▶ TRAVAIL À FAIRE:
- 1) Pourriez-vous reproduire fidèlement la lettre à Monsieur Masse en partant de « Je me demande » et en vous arrêtant à « hypothétique Parti libertarien. » ?
- 2) Pouvez-vous reprendre la lettre à Monsieur Masse à sa dernière phrase et la poursuivre ?

▶ EXTRAIT:
======
POUR QUI VOTER LE 14?
 
Monsieur Masse, 
 
          J'aimerais savoir, avant de voter, lequel des partis en présence représente le mieux vos idées.  
  
          Je me demande vraiment pourquoi les libertariens n'ont pas le leur. J'aime à lire les articles sur votre site, mais je n'en ai pas encore rencontré un seul sur la mise en pratique de votre système advenant une hypothétique victoire d'un hypothétique Parti libertarien.  
  
          Il ne se peut pas qu'il n'y en ait aucun. Pourriez-vous m'en indiquer quelques-uns? 
  
          Merci d'avance.
======
▶ DONNÉES EXTRAITES:
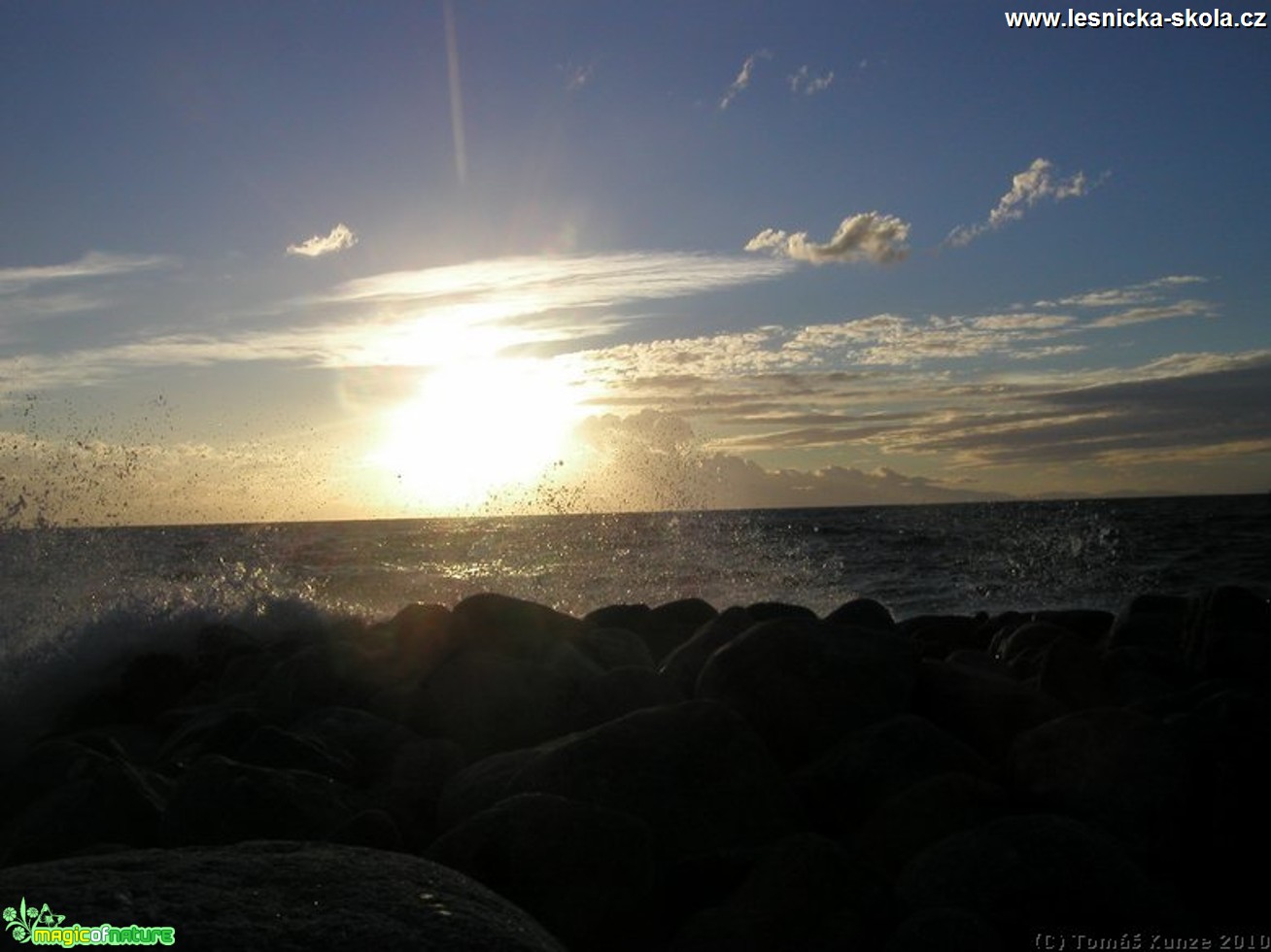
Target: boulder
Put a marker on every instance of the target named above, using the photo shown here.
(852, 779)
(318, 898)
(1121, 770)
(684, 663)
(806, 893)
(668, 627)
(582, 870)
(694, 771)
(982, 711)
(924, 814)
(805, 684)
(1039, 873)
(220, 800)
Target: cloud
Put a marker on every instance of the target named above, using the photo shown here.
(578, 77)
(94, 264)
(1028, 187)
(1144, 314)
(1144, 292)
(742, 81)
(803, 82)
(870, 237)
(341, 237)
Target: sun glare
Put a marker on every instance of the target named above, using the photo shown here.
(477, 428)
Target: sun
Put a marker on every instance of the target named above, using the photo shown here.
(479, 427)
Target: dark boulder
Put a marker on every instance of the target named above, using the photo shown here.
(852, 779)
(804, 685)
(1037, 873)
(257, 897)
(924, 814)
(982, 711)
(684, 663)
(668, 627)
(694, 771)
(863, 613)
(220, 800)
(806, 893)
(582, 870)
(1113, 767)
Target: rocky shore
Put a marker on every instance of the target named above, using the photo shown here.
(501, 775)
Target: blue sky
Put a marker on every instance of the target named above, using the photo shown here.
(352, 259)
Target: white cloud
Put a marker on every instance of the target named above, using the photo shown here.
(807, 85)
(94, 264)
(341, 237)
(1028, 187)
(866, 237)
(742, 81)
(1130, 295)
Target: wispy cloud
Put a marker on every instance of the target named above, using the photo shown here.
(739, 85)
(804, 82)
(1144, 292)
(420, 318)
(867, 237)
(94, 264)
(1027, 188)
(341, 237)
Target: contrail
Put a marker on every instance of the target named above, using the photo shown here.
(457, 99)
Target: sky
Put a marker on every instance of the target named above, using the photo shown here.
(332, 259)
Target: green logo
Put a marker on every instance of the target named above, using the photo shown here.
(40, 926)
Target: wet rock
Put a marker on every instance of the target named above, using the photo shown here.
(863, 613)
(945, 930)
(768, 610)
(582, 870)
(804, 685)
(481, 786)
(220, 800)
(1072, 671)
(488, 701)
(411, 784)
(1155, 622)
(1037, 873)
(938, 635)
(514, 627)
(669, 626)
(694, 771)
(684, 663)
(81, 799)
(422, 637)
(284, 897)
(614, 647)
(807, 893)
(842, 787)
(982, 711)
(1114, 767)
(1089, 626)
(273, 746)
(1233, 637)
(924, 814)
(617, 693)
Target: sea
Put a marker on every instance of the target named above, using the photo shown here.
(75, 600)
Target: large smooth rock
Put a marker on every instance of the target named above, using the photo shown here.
======
▶ LES RÉPONSES:
- 1)
Je me demande vraiment pourquoi les libertariens n'ont pas le leur. J'aime à lire les articles sur votre site, mais je n'en ai pas encore rencontré un seul sur la mise en pratique de votre système advenant une hypothétique victoire d'un hypothétique Parti libertarien.

- 2)
André Mutin
 
 
Réponse de Martin Masse: 
  
Monsieur Mutin,  
 
          On retrouve dans le programme du Parti libéral tout comme dans celui de l'Action démocratique certaines propositions qui vont dans le sens de ce que nous défendons, c'est-à-dire moins d'intervention de l'État dans l'économie, moins d'impôts, plus de choix pour les individus et un plus grand recours au libre marché dans certains domaines contrôlés par l'État. Mais les deux partis sont confus et incohérents, proposent d'augmenter le rôle de l'État dans d'autres domaines, et ne remettent absolument pas en question le fait que l'État doive nous voler la moitié de notre salaire et intervenir dans pratiquement tous les aspects de notre vie de façon à défendre le prétendu « bien commun »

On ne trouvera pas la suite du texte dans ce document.